• Exercise aim: Transcribe exactly the line containing "positive clicks: (25, 148) (70, 124)" and every line after it, through the end of the records below.

• Extracted data entries:
= = = = =

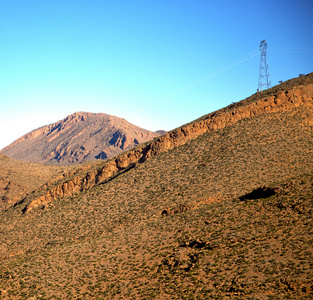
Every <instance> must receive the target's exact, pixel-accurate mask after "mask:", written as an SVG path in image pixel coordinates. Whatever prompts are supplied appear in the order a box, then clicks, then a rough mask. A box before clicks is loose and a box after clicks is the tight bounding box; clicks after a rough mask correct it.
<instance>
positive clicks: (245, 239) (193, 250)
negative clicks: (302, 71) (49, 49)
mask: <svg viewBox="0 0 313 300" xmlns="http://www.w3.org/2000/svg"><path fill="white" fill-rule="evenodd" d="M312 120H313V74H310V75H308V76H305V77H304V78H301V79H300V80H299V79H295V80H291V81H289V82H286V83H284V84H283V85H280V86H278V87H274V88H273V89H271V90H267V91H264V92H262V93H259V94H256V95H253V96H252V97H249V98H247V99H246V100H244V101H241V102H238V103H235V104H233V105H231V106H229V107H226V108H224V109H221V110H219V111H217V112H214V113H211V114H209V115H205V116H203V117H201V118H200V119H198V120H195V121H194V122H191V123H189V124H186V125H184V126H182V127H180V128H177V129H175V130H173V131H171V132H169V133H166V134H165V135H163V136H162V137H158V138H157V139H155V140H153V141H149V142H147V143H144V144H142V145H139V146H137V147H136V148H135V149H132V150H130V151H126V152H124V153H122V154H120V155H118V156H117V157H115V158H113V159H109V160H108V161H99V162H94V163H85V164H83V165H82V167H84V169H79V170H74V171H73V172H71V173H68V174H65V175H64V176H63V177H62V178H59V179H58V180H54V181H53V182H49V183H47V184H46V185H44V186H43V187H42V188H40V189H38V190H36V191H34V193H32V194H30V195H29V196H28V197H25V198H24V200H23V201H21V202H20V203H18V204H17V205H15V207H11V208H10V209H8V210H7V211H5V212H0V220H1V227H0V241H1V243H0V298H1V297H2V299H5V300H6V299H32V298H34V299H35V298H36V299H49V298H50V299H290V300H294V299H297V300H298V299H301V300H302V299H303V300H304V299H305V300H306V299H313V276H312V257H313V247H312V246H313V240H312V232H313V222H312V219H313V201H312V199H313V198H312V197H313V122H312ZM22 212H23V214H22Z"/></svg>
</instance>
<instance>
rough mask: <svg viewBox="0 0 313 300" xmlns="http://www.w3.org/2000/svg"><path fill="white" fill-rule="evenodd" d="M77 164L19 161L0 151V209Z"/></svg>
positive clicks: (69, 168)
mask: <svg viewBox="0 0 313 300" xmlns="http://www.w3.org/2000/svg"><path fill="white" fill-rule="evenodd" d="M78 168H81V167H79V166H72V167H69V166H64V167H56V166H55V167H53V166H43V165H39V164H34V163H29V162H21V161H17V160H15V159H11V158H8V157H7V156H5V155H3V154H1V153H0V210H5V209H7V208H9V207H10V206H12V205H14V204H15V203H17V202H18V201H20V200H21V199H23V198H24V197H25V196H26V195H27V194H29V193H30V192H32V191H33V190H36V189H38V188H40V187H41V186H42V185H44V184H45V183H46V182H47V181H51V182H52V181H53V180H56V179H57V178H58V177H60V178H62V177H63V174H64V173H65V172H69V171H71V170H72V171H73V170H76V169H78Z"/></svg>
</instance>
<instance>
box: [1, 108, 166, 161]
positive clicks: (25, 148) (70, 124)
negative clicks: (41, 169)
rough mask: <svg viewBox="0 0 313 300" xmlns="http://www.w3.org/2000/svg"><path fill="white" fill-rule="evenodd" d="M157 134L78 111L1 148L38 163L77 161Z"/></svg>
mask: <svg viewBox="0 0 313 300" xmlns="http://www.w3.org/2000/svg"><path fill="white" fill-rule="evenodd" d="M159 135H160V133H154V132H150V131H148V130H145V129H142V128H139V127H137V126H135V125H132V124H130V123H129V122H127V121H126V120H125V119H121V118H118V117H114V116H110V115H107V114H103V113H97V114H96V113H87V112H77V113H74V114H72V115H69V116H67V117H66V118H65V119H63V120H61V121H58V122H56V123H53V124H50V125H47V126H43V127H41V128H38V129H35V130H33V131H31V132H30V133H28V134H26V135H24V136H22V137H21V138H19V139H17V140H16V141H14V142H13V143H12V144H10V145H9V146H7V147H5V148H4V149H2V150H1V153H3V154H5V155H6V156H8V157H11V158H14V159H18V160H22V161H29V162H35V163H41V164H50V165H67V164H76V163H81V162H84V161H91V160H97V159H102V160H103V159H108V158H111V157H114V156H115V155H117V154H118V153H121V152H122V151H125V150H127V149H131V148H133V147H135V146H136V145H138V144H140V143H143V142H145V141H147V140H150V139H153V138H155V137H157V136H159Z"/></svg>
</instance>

= = = = =

• Answer box:
positive clicks: (25, 148) (70, 124)
negative clicks: (41, 169)
rough mask: <svg viewBox="0 0 313 300" xmlns="http://www.w3.org/2000/svg"><path fill="white" fill-rule="evenodd" d="M157 134L78 111L1 148L38 163L77 161Z"/></svg>
mask: <svg viewBox="0 0 313 300" xmlns="http://www.w3.org/2000/svg"><path fill="white" fill-rule="evenodd" d="M159 135H160V133H154V132H150V131H148V130H145V129H142V128H139V127H137V126H135V125H132V124H130V123H129V122H127V121H126V120H125V119H121V118H118V117H114V116H110V115H107V114H103V113H97V114H96V113H87V112H77V113H74V114H72V115H69V116H67V117H66V118H65V119H63V120H61V121H58V122H56V123H53V124H50V125H47V126H43V127H41V128H38V129H35V130H33V131H31V132H30V133H28V134H26V135H24V136H22V137H21V138H19V139H17V140H16V141H14V142H13V143H12V144H10V145H9V146H7V147H5V148H4V149H2V150H1V153H3V154H5V155H6V156H8V157H11V158H14V159H18V160H22V161H29V162H35V163H41V164H50V165H67V164H76V163H81V162H84V161H91V160H97V159H102V160H103V159H108V158H111V157H114V156H115V155H117V154H118V153H121V152H122V151H125V150H127V149H131V148H133V147H135V146H136V145H138V144H140V143H143V142H145V141H147V140H150V139H153V138H155V137H157V136H159Z"/></svg>
</instance>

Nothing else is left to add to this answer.